### Фрагмент страницы
Развал некогда грозного флота империи не укрылся от внимательного взора Олега, и летом 907 года он начинает тщательно подготовленный поход. Судовая рать насчитывала две тысячи кораблей и около шестидесяти тысяч человек личного состава (конечно, не все из указанного в Летописях числа кораблей были боевыми и не все несли по сорок бойцов на борту). Можно лишь представить впечатления современников этого события: ведь даже проходя мимо своих берегов по три корабля в линию колонна при самых минимальных дистанциях должна была растянуться более чем на три десятка километров!
Вдоль реки в непосредственном охранении движется конница, но большая часть ее следует к землям Болгарии, чтобы выйти к столице империи с севера одновременно с судовой ратью.
Достигнув Вятичева, Олег делает остановку на два-три дня: впереди опасные пороги Неясыти и Крарийской переправы, сложные и для отдельных судов с опытными командами. Как же провести через это препятствие такую армаду? Очень просто: по суше!
Русский флот под прикрытием конницы (мало ли какой сюрприз преподнесет степь) благополучно минует пороги и приближается к острову Элевферия (ныне Березань). Здесь, близ устья Днепра, в каменных башнях на холмах размещены наблюдательные посты Византии.
Разведка империи устанавливает не только наличие угрозы, но и точное количество кораблей Олега. Донесения, обгоняя друг дружку, несутся в Константинополь; город на Босфоре охватывает тревога.
Нависшая опасность заставляет Льва VI превозмочь недуг и вновь взять управление государством в свои руки. Следуют кадровые перестановки, наказания (согласно средневековым порядкам) виновных, столица энергично готовится к обороне. Увы! За одну-две недели нельзя исправить то, что приходило в упадок годами!

### Строки данных

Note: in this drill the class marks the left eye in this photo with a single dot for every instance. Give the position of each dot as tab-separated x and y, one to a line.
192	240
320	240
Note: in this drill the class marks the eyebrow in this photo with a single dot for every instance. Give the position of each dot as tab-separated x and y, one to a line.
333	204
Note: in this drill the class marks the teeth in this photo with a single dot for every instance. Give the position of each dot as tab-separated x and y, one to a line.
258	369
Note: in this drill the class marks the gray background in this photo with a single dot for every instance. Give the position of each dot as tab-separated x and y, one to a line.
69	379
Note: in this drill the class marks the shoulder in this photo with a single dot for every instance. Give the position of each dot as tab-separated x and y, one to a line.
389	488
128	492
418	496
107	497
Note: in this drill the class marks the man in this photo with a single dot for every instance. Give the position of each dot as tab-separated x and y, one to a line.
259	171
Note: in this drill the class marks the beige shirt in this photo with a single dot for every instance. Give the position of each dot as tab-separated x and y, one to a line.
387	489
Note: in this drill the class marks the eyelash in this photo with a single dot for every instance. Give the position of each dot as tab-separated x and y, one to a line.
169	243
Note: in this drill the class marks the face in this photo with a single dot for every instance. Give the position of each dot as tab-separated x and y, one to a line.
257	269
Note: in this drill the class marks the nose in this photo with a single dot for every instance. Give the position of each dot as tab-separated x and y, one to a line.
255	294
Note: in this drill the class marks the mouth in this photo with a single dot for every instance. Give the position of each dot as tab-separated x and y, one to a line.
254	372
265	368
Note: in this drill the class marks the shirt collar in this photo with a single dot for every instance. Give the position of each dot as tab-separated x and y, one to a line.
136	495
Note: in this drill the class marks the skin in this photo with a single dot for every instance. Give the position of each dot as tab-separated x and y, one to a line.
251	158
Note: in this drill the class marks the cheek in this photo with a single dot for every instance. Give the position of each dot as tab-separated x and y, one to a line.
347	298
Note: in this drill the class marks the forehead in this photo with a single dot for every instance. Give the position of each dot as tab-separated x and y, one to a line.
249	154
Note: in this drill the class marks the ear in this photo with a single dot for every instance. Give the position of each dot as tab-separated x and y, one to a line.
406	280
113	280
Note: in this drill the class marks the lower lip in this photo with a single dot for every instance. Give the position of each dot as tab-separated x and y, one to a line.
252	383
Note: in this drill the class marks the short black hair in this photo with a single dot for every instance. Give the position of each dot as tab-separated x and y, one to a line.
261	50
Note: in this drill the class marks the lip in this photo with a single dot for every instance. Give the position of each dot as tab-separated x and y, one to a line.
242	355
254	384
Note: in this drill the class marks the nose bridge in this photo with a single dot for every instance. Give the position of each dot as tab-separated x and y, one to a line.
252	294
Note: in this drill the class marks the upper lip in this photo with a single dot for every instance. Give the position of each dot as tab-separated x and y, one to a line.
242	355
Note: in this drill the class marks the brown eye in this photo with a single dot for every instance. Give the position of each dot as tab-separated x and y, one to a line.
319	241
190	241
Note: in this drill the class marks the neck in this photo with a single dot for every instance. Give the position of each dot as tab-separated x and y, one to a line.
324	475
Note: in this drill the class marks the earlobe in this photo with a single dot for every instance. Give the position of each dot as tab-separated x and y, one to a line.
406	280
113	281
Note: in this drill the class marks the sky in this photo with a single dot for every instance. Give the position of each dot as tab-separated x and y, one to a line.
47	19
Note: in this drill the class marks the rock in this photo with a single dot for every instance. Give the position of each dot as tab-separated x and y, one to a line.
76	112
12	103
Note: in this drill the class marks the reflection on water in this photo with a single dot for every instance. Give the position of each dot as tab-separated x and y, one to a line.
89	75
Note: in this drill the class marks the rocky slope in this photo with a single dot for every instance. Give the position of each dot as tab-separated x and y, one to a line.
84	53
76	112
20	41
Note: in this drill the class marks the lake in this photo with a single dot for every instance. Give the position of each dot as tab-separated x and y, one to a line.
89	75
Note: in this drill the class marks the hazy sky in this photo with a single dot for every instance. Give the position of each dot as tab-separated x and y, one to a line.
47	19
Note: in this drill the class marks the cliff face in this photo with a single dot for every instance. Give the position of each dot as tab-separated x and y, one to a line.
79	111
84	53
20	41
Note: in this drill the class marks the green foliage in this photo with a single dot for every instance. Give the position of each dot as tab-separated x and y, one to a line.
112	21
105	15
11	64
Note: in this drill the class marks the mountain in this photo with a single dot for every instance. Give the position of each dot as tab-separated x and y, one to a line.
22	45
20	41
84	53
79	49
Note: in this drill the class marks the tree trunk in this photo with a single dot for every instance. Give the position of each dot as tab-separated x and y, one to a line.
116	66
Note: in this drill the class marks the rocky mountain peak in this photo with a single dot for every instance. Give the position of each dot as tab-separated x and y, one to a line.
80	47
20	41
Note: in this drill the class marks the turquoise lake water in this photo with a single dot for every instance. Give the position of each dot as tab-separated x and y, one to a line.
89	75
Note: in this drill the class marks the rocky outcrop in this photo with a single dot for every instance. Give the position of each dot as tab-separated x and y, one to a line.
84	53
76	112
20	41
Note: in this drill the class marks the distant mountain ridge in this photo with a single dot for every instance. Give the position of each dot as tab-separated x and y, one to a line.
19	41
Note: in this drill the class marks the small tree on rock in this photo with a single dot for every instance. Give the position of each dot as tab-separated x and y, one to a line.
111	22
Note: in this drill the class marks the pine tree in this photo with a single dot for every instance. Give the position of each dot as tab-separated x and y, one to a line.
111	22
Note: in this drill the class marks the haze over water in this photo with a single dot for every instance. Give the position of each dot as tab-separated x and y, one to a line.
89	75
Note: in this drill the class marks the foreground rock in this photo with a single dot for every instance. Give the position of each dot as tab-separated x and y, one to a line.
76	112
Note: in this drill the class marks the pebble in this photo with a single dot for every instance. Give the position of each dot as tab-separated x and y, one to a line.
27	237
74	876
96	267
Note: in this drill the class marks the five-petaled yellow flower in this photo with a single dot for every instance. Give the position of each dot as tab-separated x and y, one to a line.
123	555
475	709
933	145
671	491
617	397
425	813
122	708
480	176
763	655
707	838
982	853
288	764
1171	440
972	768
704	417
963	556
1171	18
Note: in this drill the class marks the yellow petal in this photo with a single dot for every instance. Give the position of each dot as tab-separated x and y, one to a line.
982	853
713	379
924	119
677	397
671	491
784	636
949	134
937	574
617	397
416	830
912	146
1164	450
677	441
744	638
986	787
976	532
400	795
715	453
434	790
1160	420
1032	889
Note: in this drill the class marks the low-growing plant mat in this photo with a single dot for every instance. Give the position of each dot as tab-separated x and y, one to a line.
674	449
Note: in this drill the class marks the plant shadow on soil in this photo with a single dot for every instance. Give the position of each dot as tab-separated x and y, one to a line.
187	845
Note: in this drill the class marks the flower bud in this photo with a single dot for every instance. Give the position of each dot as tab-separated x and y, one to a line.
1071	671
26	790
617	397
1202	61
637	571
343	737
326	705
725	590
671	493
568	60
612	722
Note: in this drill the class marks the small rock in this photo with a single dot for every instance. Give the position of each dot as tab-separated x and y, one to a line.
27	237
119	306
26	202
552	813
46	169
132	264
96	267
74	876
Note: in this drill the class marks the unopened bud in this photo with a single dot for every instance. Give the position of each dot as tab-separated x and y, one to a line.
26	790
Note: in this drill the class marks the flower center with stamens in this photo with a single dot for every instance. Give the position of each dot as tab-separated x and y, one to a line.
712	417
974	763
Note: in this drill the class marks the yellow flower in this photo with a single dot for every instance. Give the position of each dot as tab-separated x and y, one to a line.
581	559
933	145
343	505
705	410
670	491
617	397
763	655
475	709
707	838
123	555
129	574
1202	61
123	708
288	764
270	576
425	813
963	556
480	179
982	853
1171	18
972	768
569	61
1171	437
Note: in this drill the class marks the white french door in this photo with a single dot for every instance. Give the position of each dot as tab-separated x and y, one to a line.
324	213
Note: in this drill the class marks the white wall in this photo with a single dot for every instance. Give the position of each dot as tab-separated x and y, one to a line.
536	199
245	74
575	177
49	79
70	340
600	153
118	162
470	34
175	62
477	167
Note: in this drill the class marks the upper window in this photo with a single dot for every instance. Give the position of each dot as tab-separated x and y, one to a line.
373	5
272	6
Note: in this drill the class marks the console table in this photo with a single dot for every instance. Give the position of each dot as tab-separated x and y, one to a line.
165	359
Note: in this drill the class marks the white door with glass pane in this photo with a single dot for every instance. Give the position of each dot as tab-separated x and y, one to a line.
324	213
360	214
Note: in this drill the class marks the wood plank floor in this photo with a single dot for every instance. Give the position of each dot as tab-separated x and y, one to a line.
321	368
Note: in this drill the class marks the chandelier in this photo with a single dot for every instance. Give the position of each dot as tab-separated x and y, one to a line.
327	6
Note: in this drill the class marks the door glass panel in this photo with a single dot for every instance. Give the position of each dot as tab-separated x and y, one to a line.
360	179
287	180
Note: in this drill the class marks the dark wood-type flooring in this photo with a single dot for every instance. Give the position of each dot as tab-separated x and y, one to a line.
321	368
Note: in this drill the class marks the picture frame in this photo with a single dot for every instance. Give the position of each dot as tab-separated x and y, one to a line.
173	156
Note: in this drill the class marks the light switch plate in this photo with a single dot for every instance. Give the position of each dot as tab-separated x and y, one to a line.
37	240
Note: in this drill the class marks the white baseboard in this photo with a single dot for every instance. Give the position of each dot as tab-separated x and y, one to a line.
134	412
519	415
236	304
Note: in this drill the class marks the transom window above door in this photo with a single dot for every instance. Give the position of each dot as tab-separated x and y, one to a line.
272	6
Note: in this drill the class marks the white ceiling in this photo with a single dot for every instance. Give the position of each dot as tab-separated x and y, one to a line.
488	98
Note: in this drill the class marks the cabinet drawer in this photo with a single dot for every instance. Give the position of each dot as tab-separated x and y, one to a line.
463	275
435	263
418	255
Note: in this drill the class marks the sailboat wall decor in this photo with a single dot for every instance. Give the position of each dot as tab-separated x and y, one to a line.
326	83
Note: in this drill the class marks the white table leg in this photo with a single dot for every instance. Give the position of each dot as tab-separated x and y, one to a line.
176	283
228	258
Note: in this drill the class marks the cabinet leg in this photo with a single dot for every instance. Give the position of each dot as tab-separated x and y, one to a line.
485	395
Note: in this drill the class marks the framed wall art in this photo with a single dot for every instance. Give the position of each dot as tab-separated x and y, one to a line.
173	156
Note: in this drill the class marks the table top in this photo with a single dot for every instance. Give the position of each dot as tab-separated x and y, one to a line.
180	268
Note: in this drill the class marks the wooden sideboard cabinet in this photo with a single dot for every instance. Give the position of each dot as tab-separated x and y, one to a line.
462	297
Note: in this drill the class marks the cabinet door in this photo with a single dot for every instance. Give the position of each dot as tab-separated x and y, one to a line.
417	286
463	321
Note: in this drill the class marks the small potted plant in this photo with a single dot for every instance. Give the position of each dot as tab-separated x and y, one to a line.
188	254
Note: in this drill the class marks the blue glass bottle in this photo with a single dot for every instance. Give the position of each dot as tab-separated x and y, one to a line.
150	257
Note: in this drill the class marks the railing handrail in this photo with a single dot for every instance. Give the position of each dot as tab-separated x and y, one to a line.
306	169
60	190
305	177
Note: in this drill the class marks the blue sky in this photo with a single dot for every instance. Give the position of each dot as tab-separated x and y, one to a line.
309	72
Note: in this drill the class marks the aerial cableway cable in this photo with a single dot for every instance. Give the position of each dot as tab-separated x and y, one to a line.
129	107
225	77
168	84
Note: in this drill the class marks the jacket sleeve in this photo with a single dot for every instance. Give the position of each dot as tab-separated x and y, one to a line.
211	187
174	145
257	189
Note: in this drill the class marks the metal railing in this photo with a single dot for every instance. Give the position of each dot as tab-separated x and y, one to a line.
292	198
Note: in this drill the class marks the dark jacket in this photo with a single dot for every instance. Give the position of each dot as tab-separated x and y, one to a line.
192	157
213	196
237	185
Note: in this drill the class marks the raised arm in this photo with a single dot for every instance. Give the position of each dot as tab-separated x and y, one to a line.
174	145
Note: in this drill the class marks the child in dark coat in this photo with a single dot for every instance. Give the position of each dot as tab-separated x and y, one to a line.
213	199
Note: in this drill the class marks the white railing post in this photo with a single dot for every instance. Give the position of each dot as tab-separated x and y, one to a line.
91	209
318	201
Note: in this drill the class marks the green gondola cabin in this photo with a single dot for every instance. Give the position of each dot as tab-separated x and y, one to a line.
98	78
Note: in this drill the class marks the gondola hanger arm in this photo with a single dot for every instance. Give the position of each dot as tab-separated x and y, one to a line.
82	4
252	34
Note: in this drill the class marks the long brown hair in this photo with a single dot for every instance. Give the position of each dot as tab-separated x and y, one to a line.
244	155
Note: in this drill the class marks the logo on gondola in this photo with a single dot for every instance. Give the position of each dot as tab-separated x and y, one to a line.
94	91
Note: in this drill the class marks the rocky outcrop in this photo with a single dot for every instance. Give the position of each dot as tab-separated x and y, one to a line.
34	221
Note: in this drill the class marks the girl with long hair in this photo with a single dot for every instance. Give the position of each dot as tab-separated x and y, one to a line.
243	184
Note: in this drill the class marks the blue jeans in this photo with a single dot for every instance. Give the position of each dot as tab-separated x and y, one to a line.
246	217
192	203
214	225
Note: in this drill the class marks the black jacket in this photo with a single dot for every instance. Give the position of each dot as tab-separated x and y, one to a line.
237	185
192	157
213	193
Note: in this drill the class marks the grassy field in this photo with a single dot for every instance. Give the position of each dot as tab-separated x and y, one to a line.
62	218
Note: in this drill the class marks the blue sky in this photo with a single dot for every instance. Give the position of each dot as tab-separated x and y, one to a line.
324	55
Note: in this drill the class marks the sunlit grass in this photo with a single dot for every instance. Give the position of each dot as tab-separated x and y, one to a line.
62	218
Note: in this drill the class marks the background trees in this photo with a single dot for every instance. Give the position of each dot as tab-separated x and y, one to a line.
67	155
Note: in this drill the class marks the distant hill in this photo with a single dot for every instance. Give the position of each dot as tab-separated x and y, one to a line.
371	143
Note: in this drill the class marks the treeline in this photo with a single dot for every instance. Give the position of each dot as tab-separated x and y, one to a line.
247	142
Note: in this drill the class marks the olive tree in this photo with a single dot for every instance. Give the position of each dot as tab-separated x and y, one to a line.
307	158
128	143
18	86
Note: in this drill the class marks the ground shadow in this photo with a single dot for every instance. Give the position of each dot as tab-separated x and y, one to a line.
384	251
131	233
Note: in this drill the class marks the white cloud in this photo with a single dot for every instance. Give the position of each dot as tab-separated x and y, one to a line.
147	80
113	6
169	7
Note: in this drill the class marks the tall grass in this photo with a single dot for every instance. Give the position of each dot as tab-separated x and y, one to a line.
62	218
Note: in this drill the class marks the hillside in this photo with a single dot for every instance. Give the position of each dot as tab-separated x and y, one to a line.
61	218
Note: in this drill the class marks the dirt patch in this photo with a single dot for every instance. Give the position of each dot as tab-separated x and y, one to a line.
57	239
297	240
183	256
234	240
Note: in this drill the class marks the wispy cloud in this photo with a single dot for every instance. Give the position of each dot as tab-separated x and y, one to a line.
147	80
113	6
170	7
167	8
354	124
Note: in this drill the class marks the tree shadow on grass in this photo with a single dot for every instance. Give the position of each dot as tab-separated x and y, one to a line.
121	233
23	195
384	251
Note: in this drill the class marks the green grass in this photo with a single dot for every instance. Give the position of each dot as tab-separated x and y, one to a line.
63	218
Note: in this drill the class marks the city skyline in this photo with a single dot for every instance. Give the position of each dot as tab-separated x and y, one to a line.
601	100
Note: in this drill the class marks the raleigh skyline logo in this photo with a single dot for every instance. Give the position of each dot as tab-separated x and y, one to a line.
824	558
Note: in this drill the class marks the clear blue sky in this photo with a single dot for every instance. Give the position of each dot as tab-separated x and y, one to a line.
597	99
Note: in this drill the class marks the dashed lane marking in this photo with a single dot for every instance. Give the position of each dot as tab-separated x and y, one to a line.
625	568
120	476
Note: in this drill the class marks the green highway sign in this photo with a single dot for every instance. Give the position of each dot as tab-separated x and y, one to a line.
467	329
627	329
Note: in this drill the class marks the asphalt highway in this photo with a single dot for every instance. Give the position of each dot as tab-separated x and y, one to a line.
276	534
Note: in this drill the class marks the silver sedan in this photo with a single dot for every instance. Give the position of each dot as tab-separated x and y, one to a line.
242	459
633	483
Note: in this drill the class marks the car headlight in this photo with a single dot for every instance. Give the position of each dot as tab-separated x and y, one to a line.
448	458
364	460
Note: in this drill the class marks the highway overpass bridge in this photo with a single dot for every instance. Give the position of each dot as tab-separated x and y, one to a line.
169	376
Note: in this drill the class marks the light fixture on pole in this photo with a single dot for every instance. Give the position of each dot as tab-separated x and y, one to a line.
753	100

### Что нужно сделать
(1) Сколько кораблей насчитывала судовая рать Олега, если верить фрагменту о походе 907 года?
(2) Перепечатайте из фрагмента о походе Олега текст от слов «Русский флот под» до слов «наблюдательные посты Византии.».
Строки здесь никакой роли не играют.

### Готовые ответы
(1) Две тысячи кораблей.

(2)
Русский флот под прикрытием конницы (мало ли какой сюрприз преподнесет степь) благополучно минует пороги и приближается к острову Элевферия (ныне Березань). Здесь, близ устья Днепра, в каменных башнях на холмах размещены наблюдательные посты Византии.